⟨

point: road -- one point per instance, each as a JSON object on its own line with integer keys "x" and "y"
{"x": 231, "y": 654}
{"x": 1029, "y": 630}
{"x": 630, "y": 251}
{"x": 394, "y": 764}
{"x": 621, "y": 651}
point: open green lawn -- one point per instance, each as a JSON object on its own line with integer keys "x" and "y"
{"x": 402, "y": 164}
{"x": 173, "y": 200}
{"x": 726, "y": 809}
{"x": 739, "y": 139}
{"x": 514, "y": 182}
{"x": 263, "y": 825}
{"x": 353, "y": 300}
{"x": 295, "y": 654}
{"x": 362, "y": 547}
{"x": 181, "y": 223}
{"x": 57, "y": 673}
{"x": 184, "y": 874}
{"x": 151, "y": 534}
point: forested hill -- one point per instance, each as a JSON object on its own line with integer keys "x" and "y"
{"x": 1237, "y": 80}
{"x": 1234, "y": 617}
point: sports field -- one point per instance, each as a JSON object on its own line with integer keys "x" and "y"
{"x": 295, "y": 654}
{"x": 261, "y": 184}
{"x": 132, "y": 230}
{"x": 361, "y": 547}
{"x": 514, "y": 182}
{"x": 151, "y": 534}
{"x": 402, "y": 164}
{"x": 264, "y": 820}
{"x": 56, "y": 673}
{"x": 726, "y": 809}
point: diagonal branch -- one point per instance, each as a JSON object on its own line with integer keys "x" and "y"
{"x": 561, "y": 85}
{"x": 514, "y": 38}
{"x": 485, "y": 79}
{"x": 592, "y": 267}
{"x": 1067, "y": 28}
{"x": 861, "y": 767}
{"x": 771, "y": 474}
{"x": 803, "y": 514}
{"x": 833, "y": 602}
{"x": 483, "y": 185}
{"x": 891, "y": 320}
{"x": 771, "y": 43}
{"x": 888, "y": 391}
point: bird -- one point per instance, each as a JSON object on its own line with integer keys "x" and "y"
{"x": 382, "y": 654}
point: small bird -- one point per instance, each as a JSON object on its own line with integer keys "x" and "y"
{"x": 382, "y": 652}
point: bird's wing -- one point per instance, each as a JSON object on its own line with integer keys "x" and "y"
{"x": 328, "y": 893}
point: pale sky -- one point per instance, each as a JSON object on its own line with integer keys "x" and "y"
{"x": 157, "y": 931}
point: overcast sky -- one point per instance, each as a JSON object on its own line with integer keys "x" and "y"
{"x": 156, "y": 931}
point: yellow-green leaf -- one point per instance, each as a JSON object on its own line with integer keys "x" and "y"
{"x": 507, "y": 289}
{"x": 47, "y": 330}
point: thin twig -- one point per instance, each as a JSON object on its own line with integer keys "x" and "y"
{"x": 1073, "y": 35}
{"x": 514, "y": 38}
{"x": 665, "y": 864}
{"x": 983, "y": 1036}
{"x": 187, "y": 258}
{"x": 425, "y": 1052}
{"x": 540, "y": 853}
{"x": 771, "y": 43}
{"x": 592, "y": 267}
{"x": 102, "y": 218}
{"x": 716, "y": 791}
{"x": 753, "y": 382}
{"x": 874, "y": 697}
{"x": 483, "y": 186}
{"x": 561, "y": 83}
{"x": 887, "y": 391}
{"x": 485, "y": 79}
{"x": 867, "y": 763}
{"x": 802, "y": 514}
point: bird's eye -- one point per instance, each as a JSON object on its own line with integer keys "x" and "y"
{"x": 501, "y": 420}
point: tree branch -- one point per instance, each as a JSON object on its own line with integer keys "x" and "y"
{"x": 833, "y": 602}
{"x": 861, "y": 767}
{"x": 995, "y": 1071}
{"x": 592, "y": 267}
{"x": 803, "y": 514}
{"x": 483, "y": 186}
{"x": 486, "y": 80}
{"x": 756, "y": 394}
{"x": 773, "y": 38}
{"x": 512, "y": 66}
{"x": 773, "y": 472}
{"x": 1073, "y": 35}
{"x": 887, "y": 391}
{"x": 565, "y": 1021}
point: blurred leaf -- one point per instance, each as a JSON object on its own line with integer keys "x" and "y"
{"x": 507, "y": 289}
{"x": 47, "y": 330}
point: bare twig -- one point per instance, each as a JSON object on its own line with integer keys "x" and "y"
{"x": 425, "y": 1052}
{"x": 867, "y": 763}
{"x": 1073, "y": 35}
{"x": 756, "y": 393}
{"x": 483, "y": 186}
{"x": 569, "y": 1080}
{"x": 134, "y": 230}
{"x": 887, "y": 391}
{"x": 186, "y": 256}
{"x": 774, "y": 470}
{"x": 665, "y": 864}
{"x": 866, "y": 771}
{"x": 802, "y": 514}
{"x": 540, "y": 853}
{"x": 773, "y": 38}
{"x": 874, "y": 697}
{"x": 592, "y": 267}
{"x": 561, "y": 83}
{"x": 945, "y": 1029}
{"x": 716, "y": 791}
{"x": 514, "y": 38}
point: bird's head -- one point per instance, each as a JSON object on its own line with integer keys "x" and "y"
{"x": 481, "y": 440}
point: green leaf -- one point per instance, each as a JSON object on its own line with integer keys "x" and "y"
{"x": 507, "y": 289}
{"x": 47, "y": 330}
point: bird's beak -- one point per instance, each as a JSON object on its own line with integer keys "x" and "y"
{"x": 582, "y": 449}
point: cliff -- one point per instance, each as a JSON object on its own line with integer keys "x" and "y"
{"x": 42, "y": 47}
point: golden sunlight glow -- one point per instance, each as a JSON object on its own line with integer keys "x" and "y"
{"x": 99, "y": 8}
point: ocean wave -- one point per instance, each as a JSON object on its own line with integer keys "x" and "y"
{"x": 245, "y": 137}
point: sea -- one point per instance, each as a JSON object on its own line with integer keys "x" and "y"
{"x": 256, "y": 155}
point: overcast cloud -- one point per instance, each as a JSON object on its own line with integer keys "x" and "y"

⟩

_AIM OF THE EXERCISE:_
Only the lines from the one holding "point: bird's head" through the end of the listing should be given again, exactly and with both ends included.

_EXERCISE RESPONSE:_
point: bird's head -- one point per instance, each as a JSON object on its own line with integer keys "x" and "y"
{"x": 481, "y": 440}
point: green leaf -- one point per instance, each as a JSON object on its own line with integer keys "x" and "y"
{"x": 507, "y": 289}
{"x": 47, "y": 330}
point: bird's beak -- one point per instance, each as a JSON object on its own line with integer keys "x" and "y"
{"x": 582, "y": 449}
point: cliff -- one point per instance, each as a JSON object on its own line with integer keys "x" and "y"
{"x": 42, "y": 47}
point: golden sunlight glow -- one point per instance, each as a JSON object on its own line with integer keys "x" and "y"
{"x": 99, "y": 8}
point: ocean wave -- one point per instance, each as a JSON object on its own line with integer keys "x" and "y"
{"x": 245, "y": 137}
point: sea -- one point per instance, each as a JSON object on its own line with integer keys "x" and "y"
{"x": 256, "y": 155}
point: overcast cloud -- one point per instance, each as a JSON object on its own line with integer keys "x" and "y"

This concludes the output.